Dokument:
┏━━

Faktor Mensch: Ich bin viele Gruppen
Hans Falck, deutsch-amerikanischer Sozialarbeiter und Begründer des Membership-Ansatzes, spricht in seinen Werken davon, dass es im Prinzip keine Individuen gibt, sondern auch der einzelne Mensch immer als Gruppe auftritt. Erlebtes mit Familie, Freunden, Peer-Group, der erfahrenen Gesellschaft und deren Ansichten prägen uns und diese Erfahrungen legen wir auch nicht ab, wenn wir als Einzelperson mit anderen zusammentreffen und mit ihnen eine neue Gruppe, wie z.B. eine Spielgruppe eröffnen. Nicht ein ich spricht dort, sondern ein wir. Mit Pierre Bourdieu und seinen feinen Unterschieden könnte man nun sogar über den Habitus eine Verschränkung zum angeblichen persönlichen Geschmack vornehmen. Dieser ist auch wesentlich weniger individuell angelegt, sondern auch durch die Gesellschaftserfahrung und die Position im sozialen Raum definiert.

┗━━

Bereitgestelltes Material:
┏━━

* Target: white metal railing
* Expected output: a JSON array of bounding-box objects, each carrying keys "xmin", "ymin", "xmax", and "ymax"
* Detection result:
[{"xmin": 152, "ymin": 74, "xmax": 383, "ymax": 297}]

┗━━

Anforderungen:
A) Wiederhole aus dem Text über den Membership-Ansatz wörtlich die Passage, die bei „Faktor Mensch: Ich“ beginnt und bei „sozialen Raum definiert.“ endet.
B) Übersetze den folgenden Satz aus dem Text über den Membership-Ansatz ins Englische: „Hans Falck, deutsch-amerikanischer Sozialarbeiter und Begründer des Membership-Ansatzes, spricht in seinen Werken davon, dass es im Prinzip keine Individuen gibt, sondern auch der einzelne Mensch immer als Gruppe auftritt.“
C) Führe den Text über den Membership-Ansatz im Anschluss an seinen letzten Satz weiter.

Antworten der Reihe nach:
A)
Faktor Mensch: Ich bin viele Gruppen
Hans Falck, deutsch-amerikanischer Sozialarbeiter und Begründer des Membership-Ansatzes, spricht in seinen Werken davon, dass es im Prinzip keine Individuen gibt, sondern auch der einzelne Mensch immer als Gruppe auftritt. Erlebtes mit Familie, Freunden, Peer-Group, der erfahrenen Gesellschaft und deren Ansichten prägen uns und diese Erfahrungen legen wir auch nicht ab, wenn wir als Einzelperson mit anderen zusammentreffen und mit ihnen eine neue Gruppe, wie z.B. eine Spielgruppe eröffnen. Nicht ein ich spricht dort, sondern ein wir. Mit Pierre Bourdieu und seinen feinen Unterschieden könnte man nun sogar über den Habitus eine Verschränkung zum angeblichen persönlichen Geschmack vornehmen. Dieser ist auch wesentlich weniger individuell angelegt, sondern auch durch die Gesellschaftserfahrung und die Position im sozialen Raum definiert.

B) Hans Falck, a German-American social worker and founder of the membership approach, states in his works that, in principle, there are no individuals, but that even the single person always appears as a group.

C)
Es sitzen also nicht vier individuelle Personen am Tisch. Sondern vier Menschen mit all der Prägung aus einer Gesellschaftserfahrung im Rücken. Positiv wie negativ. Und diese vier Leute bilden in Aushandlung zueinander und mit bzw. über das Brettspiel eine neue (Gruppen-)Erfahrung. Wir sprechen hingegen am Ende des Tages fast vermeintlich objektiv über das Brettspiel und dies aus uns, dem Individuum. Wir schreiben eine Rezension und werten auf BGG. Die Erfahrung fokussiert sich auf das Brettspiel. Der Faktor, mit wem ich es spiele, wie diese Menschen zueinanderpassen, was diese Menschen über das Brettspiel gesagt haben, welche unsichtbare „Gruppe“ sie mitbringen, wie diese den Geschmack beeinflusst, wie zusammen das Brettspiel gespielt wurde, tritt in den Hintergrund. Wir machen bei einem Brettspiel, einem Objekt der Interaktion und Gesellschaft, all die Punkte wie Spielspaß, Spielreiz und ausgeschüttete Emotionen oft in der Meinungsverkündung am Brettspiel fest. Das Brettspiel ist der Fixpunkt. Dabei kann die Gruppe im doppelten Sinne als Spielgruppe und als unsichtbare Gruppe in meinem Rücken, viel entscheidender sein, wie wir selbst als angeblich „individuelles Subjekt“ ein Brettspiel wahrnehmen. Hinterfragen wir uns? Woher kommt gerade dieser Eindruck vom Spiel? Der Argumentationspunkt, die Kritik, bin ich das mit meiner Gruppe oder ist es innewohnend im Spiel? In Zeiten, in denen viele Menschen nach einer Partie ein Brettspiel schon weglegen, weil die Auswahl so riesig ist, kann so eine Entscheidung noch fataler sein. Aber auch Markus oder ich sprechen zu euch immer durch die Erfahrung mit unseren Gruppen.
Wie bewerten?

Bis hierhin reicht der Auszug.